*** Material provided ***

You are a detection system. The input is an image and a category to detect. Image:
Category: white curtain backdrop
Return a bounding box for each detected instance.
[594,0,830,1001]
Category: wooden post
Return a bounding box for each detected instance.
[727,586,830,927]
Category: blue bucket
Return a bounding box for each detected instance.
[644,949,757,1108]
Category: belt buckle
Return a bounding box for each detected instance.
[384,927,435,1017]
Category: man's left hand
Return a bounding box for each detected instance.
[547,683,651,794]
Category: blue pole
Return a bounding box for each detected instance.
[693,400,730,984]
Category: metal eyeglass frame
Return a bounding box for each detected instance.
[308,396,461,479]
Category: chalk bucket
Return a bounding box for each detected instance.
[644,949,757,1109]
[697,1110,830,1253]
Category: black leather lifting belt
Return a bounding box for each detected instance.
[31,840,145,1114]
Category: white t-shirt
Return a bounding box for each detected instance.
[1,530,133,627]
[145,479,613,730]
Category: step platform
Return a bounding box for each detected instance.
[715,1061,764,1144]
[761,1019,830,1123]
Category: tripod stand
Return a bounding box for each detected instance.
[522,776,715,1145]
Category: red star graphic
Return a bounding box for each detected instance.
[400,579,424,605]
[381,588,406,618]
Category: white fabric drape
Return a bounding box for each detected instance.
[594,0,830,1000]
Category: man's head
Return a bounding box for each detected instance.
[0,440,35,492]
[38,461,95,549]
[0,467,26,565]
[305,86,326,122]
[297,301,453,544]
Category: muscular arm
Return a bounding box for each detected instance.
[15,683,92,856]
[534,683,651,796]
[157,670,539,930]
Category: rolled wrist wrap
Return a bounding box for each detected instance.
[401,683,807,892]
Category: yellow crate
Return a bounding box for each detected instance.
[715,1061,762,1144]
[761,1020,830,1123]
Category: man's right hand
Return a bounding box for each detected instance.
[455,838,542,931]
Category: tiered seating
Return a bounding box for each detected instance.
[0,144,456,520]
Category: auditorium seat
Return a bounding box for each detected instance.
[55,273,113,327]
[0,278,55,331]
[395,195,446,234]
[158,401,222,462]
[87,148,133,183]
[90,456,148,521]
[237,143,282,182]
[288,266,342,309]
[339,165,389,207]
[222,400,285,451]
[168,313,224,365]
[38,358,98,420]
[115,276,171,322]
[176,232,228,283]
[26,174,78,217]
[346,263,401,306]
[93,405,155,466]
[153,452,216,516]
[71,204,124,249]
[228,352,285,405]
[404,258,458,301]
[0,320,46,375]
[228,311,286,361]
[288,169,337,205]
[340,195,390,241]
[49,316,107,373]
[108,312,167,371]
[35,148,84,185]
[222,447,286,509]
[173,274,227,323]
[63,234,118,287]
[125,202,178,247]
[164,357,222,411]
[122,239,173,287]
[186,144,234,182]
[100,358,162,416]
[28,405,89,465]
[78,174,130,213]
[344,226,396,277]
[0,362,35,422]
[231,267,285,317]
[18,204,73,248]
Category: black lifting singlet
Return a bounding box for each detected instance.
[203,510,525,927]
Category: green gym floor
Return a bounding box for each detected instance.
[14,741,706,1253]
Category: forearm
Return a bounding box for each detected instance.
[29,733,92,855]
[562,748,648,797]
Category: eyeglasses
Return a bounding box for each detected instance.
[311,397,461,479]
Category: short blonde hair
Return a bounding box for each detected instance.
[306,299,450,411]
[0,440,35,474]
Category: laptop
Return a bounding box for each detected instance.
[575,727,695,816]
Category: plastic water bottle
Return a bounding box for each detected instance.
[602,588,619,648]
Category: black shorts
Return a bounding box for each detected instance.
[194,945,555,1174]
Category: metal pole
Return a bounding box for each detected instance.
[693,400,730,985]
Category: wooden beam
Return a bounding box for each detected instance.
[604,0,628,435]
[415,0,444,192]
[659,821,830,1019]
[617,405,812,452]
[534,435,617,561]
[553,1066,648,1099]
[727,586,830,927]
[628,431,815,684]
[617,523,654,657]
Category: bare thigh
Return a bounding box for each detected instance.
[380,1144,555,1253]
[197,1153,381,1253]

***

Request: Rescale the rows from the line with "Category: belt buckle" to the line with "[31,840,145,1114]", writing out every line, including the unchanged text lines. Multiply each bounding-box coordinate by 1.85 and round it to a whole number, rounding halves up.

Reply:
Category: belt buckle
Return a bounding box for each detected instance.
[710,1715,805,1881]
Category: man's left hand
Return a bounding box for each detected instance.
[1012,1264,1204,1469]
Category: blue pole
Return a bounding box for each detected instance.
[1282,740,1351,1820]
Category: metal eyeglass frame
Return a bounding box for each detected instance.
[570,733,853,886]
Category: chalk bucket
Return a bounding box for each detected instance.
[1191,1756,1400,2052]
[1289,2054,1536,2318]
Category: black leather lifting belt
Return a bounding box for each detected instance.
[57,1554,268,2061]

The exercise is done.